- [What you are asked to do]: Copy out the lines from the one containing "Can you see the stainless" down to the one containing "column 109, row 108", swapping "Drop one point per instance" for "Mark one point for each instance" and leaving everything else as it stands.

- [Information provided]:
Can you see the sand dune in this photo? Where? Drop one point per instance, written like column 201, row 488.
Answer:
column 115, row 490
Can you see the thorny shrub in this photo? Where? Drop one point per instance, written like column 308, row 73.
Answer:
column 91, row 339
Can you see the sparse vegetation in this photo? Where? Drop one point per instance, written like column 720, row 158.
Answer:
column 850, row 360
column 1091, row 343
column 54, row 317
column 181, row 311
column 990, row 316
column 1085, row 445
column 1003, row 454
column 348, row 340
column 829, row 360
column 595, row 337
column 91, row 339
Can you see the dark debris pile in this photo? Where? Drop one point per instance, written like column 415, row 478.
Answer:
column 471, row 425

---

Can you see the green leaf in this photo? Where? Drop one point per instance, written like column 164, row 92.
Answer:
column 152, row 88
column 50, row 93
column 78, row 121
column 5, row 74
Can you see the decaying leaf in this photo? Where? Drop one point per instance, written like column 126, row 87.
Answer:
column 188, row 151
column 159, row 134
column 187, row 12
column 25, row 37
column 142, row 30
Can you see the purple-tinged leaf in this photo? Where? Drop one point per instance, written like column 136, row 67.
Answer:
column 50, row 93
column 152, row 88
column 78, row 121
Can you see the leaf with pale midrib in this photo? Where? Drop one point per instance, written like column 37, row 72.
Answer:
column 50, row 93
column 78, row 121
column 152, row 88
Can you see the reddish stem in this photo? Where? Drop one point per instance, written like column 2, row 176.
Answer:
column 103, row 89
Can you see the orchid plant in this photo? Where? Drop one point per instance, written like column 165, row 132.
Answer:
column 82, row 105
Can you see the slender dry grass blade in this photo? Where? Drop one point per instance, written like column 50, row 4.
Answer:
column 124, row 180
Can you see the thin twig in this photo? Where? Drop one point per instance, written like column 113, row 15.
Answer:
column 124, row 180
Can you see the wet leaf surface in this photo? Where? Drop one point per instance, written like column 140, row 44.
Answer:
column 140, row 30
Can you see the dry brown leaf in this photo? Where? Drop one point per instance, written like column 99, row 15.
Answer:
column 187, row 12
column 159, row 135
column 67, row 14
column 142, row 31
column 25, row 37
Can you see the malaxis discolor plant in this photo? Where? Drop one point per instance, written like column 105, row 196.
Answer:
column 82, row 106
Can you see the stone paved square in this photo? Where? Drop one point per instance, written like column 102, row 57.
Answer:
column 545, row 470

* * *

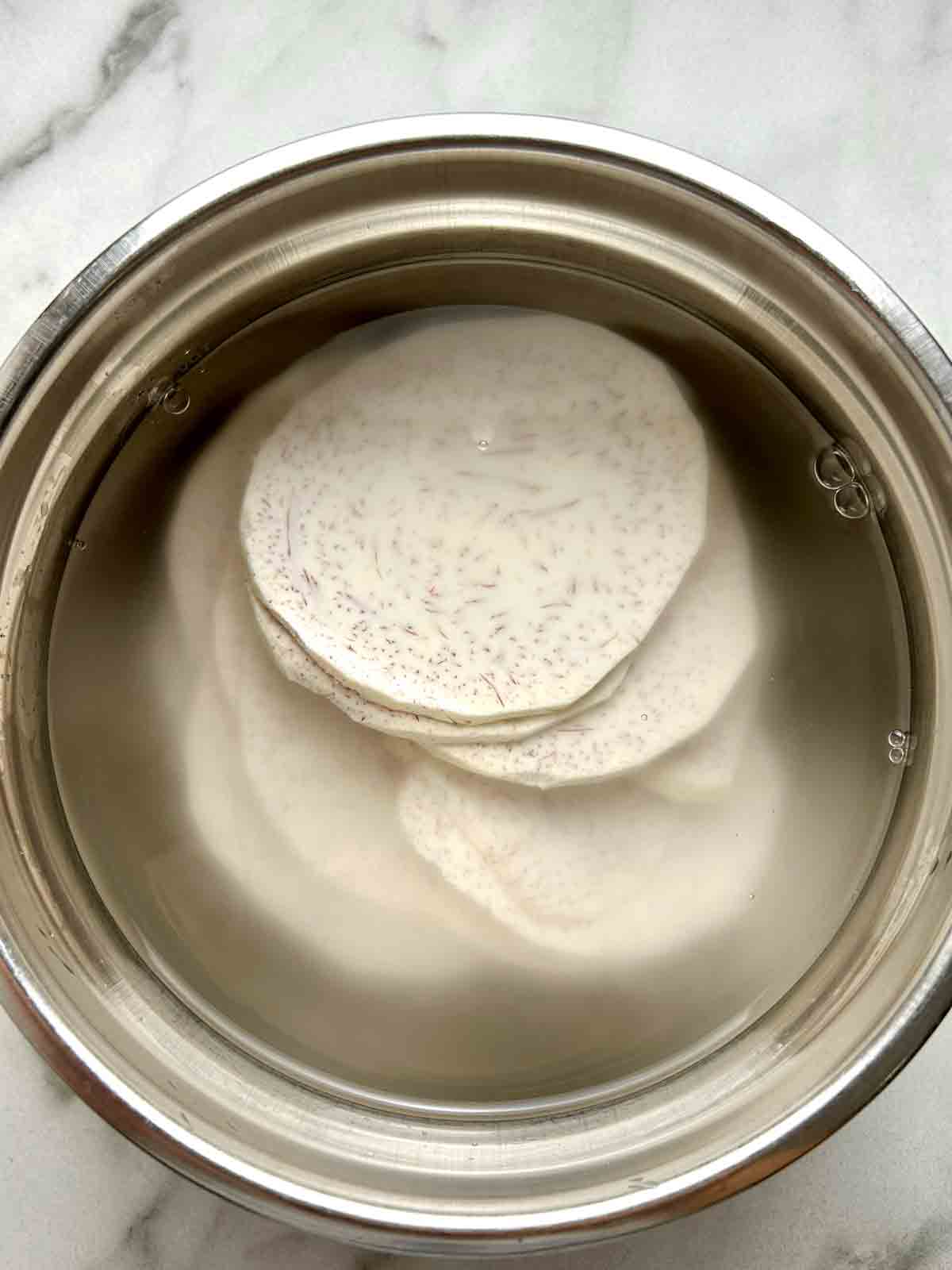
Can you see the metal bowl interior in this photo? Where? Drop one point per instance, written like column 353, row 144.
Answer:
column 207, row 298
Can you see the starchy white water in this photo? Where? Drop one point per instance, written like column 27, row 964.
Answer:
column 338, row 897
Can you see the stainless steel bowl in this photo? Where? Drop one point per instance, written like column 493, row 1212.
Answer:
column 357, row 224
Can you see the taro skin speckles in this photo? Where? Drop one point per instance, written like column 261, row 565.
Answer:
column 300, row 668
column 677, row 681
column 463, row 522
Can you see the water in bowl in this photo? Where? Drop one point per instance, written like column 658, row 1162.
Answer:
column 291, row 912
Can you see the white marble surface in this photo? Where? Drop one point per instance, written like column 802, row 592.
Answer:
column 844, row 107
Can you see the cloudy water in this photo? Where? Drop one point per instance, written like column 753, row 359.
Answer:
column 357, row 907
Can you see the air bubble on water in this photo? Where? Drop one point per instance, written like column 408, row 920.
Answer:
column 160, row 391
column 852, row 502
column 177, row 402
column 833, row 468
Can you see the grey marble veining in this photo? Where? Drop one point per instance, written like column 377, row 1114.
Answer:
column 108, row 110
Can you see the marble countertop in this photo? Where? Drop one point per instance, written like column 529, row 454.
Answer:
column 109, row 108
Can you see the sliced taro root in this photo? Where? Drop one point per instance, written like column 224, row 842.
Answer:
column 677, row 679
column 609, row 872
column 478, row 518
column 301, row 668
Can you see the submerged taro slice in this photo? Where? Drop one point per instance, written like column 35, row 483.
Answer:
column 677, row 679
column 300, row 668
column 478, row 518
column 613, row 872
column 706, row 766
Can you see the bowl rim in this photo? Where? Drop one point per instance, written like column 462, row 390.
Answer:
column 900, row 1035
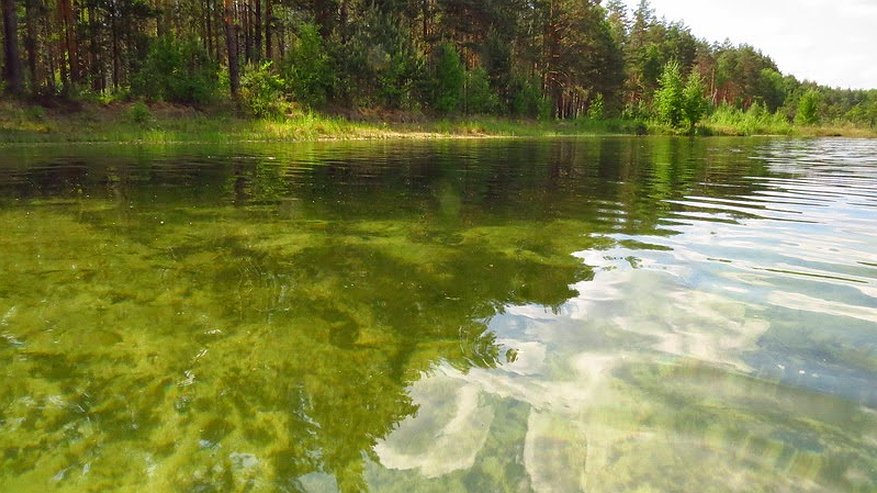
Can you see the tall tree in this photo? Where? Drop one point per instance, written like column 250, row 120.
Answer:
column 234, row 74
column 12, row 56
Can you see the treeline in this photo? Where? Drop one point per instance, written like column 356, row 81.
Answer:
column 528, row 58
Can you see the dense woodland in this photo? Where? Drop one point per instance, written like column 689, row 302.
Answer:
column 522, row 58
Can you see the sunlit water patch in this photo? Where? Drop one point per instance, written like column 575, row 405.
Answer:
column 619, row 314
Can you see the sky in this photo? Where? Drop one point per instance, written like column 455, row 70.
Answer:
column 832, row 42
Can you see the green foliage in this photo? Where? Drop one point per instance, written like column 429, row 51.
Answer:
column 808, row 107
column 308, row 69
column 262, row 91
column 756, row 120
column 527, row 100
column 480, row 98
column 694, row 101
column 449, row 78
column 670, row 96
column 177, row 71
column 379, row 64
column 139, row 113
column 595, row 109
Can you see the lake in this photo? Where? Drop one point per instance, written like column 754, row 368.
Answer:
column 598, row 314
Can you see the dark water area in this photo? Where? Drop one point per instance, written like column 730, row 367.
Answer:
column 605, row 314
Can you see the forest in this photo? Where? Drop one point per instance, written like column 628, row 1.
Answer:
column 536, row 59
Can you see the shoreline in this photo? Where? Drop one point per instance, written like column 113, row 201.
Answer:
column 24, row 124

- [Exercise solution]:
Can you see the stainless steel bowl in this photo? Where? Mark one point for each instance, written like column 493, row 1212.
Answer:
column 357, row 224
Can you see the taro skin speckles in this photo? Where? Mark one point for each instance, written like column 261, row 565.
Answer:
column 300, row 668
column 677, row 681
column 463, row 522
Can you see the water in bowl in this photo? Where? Mark one point for each instance, written like column 658, row 1162.
Answer:
column 291, row 912
Can you see the white marble surface in this photo? Where? Mark one point for each instance, written like column 802, row 592.
Answer:
column 844, row 107
Can you see the cloudy water in this photo? Where? Mark one point for each instance, written like column 753, row 359.
Answer:
column 357, row 907
Can you see the air bubble on water in this photo? Where? Mark one point for each instance, written like column 408, row 920.
Answer:
column 160, row 391
column 852, row 502
column 177, row 402
column 833, row 468
Can you see the grey marble veining in this photo? Where? Mark one point for each instance, written like column 377, row 1114.
Answer:
column 108, row 110
Can you see the marble countertop in this photo? Where? Mark one point for each instance, written like column 529, row 454.
Answer:
column 109, row 108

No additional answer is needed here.